■ やること 1 ■
母の入院を思い出した文章で、母が倒れた日に玄関で何が起きましたか。
■ やること 2 ■
母の入院を思い出した文章から、「私事ですが、この映画を観て思い出した事があります。」で始まり「後になって思いました。」までの部分を一字一句そのまま書き写してください。

■ 文章の一部 ■

• • • •

「ここにいるの?」
泣いていて欲しくないんだと思う。
生きている家族が。
大切な人たちが幸せで生きていてほしい…
それが、亡くなった人の願いだと思う。
私事ですが、この映画を観て思い出した事があります。
母が倒れた日、
玄関の人感センサーの電気が、急につかなくなりました。
その後もずっとつかなかったのに、
二週間後、修理も何もしてないのに、突然また点きました。
そしてその直後、病院から、
「ICUから一般病棟に移りました」と連絡がありました。
きっと亡くなった父があの世から帰ってきて、
病院にいる母とあたふたする私たち姉妹を心配していたんだと思いました。
そして再び電気を点けて、
母の命がもう大丈夫だということを、私たちに知らせてくれたんだ…と、
後になって思いました。

• • • •

■ 提供データ ■
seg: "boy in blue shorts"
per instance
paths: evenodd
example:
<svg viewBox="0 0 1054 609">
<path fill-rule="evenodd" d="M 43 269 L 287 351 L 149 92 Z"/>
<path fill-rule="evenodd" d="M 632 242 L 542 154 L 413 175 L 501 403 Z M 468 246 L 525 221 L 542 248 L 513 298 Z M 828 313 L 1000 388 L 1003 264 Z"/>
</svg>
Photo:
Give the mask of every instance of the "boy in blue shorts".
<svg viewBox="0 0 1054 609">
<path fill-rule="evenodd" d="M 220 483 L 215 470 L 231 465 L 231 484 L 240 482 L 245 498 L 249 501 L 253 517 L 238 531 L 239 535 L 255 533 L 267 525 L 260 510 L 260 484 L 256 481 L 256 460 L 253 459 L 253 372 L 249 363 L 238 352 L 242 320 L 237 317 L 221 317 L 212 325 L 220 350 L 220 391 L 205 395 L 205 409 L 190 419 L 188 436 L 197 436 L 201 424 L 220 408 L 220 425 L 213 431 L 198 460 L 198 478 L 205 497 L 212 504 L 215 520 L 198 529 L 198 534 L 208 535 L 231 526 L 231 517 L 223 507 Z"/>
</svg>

• • • •

■ 結果 1 ■
玄関の人感センサーの電気が、急につかなくなりました。

■ 結果 2 ■
私事ですが、この映画を観て思い出した事があります。
母が倒れた日、
玄関の人感センサーの電気が、急につかなくなりました。
その後もずっとつかなかったのに、
二週間後、修理も何もしてないのに、突然また点きました。
そしてその直後、病院から、
「ICUから一般病棟に移りました」と連絡がありました。
きっと亡くなった父があの世から帰ってきて、
病院にいる母とあたふたする私たち姉妹を心配していたんだと思いました。
そして再び電気を点けて、
母の命がもう大丈夫だということを、私たちに知らせてくれたんだ…と、
後になって思いました。